● **TRECHO**:
==*==
O ritmo da 2ª temporada é ditado por arcos bem definidos, onde o primeiro arco é a reconstituição da captura e condenação de Lisa Tepes, seguido pela alternância de núcleos onde se desenvolvem as articulações dos heróis e as dos vilões, articulações estas cujo clímax, naturalmente, é a luta final.
Em se tratando do núcleo dos heróis, podemos dizer que o objetivo na 2ª temporada foi o de criar um amálgama entre Alucard, Sypha e Trevor, tornando-os mais carismáticos, objetivo este que foi alcançado com louvor mediante o bom uso do alívio cômico. As DR’s entre o fanfarrão Trevor Belmont e o elegantemente sóbrio Alucard rendem situações divertidas, com Sypha desempenhando o papel de moderadora dos dois marmanjos, muitas vezes se dirigindo a eles com um tom maternal, como na ocasião em que fez menção à infância de Alucard e, no caso de Trevor, ao fato de não ter tido uma. A coesão e o carisma do trio Sypha/Alucard/Trevor acabou por tornar desnecessária a presença do famigerado terceiro aliado de Trevor. Como o próprio Warren Ellis chegou a declarar, a inclusão do pirata Grant criaria um ponto destoante no trio. Decisão acertada, diga-se de passagem.
Com a conclusão do arco que uniu o time dos mocinhos, agora era a vez de Michel Te… ops, de Drácula reunir seus vassalos, sendo que esta reunião não seria tão simples. Ao saberem da motivação de Drácula de exterminar a raça humana por ter sido ele próprio privado de sua amada, que era humana, os generais do lendário vampiro começam a olhá-lo com desconfiança, e essa desconfiança só piora quando os vampirão convoca dois humanos para serem seus marechais: Hector e Isaac, que protagonizaram o título Castlevania: Curse Of Darkness, lançado em 2005 para PS 2. Cronologicamente, a trama de Curse Of Darkness se situa pouco mais de 3 anos após os eventos de Dracula’s Curse, o que atesta o zelo do produtor Warren Ellis para com o cânone dos jogos.
==*==
● **DESCRIÇÃO DO EXERCÍCIO**:
Dê continuidade ao trecho sobre a 2ª temporada de Castlevania, começando logo após a última frase dele.
==*==
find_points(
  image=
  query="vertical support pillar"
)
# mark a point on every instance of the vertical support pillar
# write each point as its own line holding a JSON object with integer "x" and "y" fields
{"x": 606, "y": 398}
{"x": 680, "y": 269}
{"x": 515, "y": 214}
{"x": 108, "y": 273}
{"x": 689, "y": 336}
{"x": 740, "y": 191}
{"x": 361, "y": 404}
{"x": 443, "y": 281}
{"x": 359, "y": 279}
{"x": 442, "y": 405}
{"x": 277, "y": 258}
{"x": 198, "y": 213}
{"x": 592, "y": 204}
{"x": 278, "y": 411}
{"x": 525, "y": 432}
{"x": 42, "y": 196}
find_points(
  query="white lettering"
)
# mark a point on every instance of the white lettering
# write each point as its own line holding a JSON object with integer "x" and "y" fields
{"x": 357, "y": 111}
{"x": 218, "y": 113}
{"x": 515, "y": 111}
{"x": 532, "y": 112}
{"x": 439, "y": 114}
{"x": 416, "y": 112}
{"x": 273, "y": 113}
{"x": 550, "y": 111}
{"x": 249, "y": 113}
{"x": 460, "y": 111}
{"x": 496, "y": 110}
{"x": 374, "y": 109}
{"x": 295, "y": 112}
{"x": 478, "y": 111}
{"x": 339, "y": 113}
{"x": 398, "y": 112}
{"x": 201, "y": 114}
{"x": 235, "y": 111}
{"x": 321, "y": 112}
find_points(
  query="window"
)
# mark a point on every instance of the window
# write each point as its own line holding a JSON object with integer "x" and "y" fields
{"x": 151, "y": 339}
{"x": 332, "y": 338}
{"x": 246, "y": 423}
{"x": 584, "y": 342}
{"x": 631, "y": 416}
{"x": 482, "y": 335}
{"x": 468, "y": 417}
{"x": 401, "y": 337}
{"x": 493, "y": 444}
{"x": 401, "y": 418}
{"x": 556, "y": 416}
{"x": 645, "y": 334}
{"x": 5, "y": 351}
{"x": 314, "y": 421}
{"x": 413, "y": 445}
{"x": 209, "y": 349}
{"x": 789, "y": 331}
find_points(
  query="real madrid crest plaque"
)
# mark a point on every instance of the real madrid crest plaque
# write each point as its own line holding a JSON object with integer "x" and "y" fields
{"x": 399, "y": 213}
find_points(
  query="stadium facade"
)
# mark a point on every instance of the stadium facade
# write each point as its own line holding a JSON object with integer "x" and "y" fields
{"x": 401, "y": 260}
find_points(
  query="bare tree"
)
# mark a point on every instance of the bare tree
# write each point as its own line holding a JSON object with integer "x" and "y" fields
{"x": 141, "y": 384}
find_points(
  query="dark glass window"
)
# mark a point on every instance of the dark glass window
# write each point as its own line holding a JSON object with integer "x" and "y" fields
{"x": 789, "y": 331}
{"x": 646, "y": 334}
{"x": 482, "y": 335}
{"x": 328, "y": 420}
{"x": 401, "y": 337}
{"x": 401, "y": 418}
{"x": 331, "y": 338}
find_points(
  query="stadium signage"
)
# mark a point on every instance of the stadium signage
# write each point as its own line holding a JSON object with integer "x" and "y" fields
==*==
● **A RESPOSTA**:
Conhecidos por suas habilidades como Mestres de Forja, ou seja, “fabricantes” de seres malignos sobrenaturais, Hector e Isaac são recrutados por Drácula durante o período em que o vampirão fez suas andanças pelo mundo, sendo que os fatores que fizeram com que Drácula os designasse como seus mais altos generais foram tanto a capacidade de criarem um exército de demônios, quanto o ódio incondicional que ambos nutriam pela humanidade, devido às experiências traumáticas que Isaac e Hector sofreram nas mãos dos humanos, esses sim os verdadeiros monstros. A construção da psiquê sofrida dos dois é digna de nota, o que faz com que o espectador se compadeça dos novos vilões, e, até determinado ponto da trama, chegue até a torcer pra que o objetivo de Drácula de exterminar a humanidade seja alcançado.
O vampiro mais poderoso de todos, por sua vez, tem alguns problemas. Considerando que o amálgama do núcleo dos vilões é o ódio pela humanidade, sendo Drácula o ponto máximo desse ódio, vemos, no entanto, um Drácula em crise quanto às suas próprias motivações destrutivas, sendo que, na temporada anterior, essa motivação destrutiva parecia estar totalmente consolidada. Essa crise existencial em relação à motivação de Drácula abriu portas pra que outros vilões tivessem mais projeção do que o vilão principal, como foi o caso de Carmilla e Godbrand, os dois vilões que funcionaram como catalisadores da rede de intrigas e traições decorrentes da crise de liderança de Drácula.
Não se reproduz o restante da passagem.